- _Consignes_:
(1) Dans le discours sur l'influence littéraire, qu'est-ce que le jury a fini par décider au sujet du prix ?
(2) Écrivez la suite du discours sur l'influence littéraire, en reprenant juste après sa dernière phrase.

- _Passage affiché_:
____________

Des journalistes m’ayant demandé s’ils pouvaient écrire que j’avais été influencé par Oswald Spengler, j’ai répondu que c’était trop simplificateur, qu’il valait mieux que je m’explique plus longuement sur ce point. Tel est l’objet de ce discours.
Je fais moi-même partie du jury d’un prix. La Fondation 30 Millions d’amis est une fondation française qui se consacre à la défense de la cause animale ; ils ont créé un prix littéraire.
Tous les ans, les jurés reçoivent deux types de livres :
– des romans dont l’un des personnages principaux est un animal ;
– des essais. Soit des essais scientifiques sur tel ou tel aspect du comportement animal. Soit des essais plus militants, par exemple sur les conditions de vie des animaux en élevage industriel.
Tous les ans, les jurés se rendent compte qu’il est possible de comparer des romans entre eux ; qu’il est possible de comparer des essais entre eux. Mais qu’il est impossible de comparer un roman et un essai ; qu’on a affaire à des entités, strictement, incommensurables.
Nous avons fini par prendre la seule décision rationnelle, celle de diviser le prix en deux : un prix pour la fiction, un prix pour l’essai.
On peut dire que Flaubert a influencé les romanciers naturalistes. On peut dire que Baudelaire a influencé de nombreux poètes de la seconde moitié du XIXe siècle (l’influence peut aussi être négative ; dans une large mesure, Nietzsche n’est qu’une réponse à Schopenhauer).

____________

- _Lignes recensées_:

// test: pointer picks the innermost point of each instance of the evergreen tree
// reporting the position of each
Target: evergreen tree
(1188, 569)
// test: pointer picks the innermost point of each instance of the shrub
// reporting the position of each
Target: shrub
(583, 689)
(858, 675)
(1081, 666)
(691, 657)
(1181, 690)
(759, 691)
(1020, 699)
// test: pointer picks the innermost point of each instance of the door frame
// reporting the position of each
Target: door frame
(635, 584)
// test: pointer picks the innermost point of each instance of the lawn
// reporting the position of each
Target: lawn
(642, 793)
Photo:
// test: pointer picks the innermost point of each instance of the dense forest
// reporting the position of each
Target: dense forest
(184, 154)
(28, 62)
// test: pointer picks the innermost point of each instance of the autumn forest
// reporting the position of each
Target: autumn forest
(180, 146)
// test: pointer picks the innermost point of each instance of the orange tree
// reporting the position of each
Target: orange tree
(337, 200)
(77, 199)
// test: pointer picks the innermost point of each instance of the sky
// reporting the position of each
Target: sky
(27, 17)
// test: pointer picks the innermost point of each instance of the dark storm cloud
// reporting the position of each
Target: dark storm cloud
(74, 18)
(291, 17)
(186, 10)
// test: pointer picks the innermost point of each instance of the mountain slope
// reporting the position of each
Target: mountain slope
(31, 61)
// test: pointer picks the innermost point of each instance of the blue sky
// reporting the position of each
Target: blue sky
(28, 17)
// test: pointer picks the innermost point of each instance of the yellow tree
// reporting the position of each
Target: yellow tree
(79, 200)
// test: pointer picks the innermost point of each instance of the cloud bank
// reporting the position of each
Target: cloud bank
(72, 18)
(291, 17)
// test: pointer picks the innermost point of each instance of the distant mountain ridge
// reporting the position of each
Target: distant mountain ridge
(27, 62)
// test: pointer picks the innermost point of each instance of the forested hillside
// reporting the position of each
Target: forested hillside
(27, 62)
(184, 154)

____________

- _Réponses_:
(1) Le jury a divisé le prix en deux : un prix pour la fiction et un prix pour l'essai.

(2)
Bref, les véritables influences littéraires se produisent entre des gens qui écrivent le même type d’ouvrage. Et du point de vue philosophie ou essais, on ne peut pas dire que j’ai fait grand-chose. Il y a très peu de textes, et le plus long doit faire vingt pages. En fait, on pourrait même se demander si je mérite le prix Spengler.
La première réponse qui vient à l’esprit, c’est plutôt : « non ». Quelqu’un comme Éric Zemmour, qui a réellement produit des essais historiques de grande ampleur, et bien documentés, le mériterait dans un sens bien davantage.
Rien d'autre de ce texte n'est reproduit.